_Source document:_
A thread with Massimo Pigliucci ended with this tweet from me. (I’m guessing he muted the conversation at that point):
Anything derived from a metaphysics is testable by the methods of science. It may conflict with the existing body of science. If it didn’t, it wouldn’t add anything of value. You are a constant stream of whataboutery Massimo … so many strawmen away from the original topic 🙂
— What, Why and How do we Know? (@psybertron) May 8, 2020
It had started with this Tweet:
I’ve taken issue with this one before: “Your brain is not a computer”. (It’s quite unlike any computer designed and built by humans, but it’s a computer – an information processor – alright. Most things are, at some level.) https://t.co/lyT9u7nAzQ
— What, Why and How do we Know? (@psybertron) May 8, 2020
The “whataboutery” & “strawmen” digs are about more than this particular thread. It’s not the first time we’ve been here.
In fact almost all the points he raises in the course of the thread are in that opening statement:
-
- the thing we call a computer;
- a name for an information processor;
- given it seems information processing is more generally embedded in many things more fundamental than “a computer” by any other name.
- there’s no doubt plenty of it happens in a brain / mind.

_Data shown:_
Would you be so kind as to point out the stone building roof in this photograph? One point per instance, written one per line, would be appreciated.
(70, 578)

_Given exercise 1:_ Rewrite the part of the post about the brain-as-computer thread starting with "In fact almost" and going on through "brain / mind.", changing "computer" to "machine".
_Given exercise 2:_ Continue the post about the Twitter thread on whether the brain is a computer, picking up right after its last line.

_Written reply 1:_
In fact almost all the points he raises in the course of the thread are in that opening statement:
-
- the thing we call a machine;
- a name for an information processor;
- given it seems information processing is more generally embedded in many things more fundamental than “a machine” by any other name.
- there’s no doubt plenty of it happens in a brain / mind.

_Written reply 2:_
- (The thing we call “a computer” has changed within the past century, from a person to a man-made-machine.)
Suffered the same problem as this previous dialogue with Massimo.
In fact I’ve accused him of overly dogmatic statements of his own position before as well. Obviously highly pragmatic – a Stoic – dealing with the practicalities of “living a better life” here and now, but taking the whole of modern science as an almost unquestioned given. Pragmatic thing to do, if it ain’t broke – and is self-correcting – don’t fix it kinda attitude, but to me, a lack of curiosity (?) in where things might be improved – problems solved – by metaphysical thinking at the foundations of modern science.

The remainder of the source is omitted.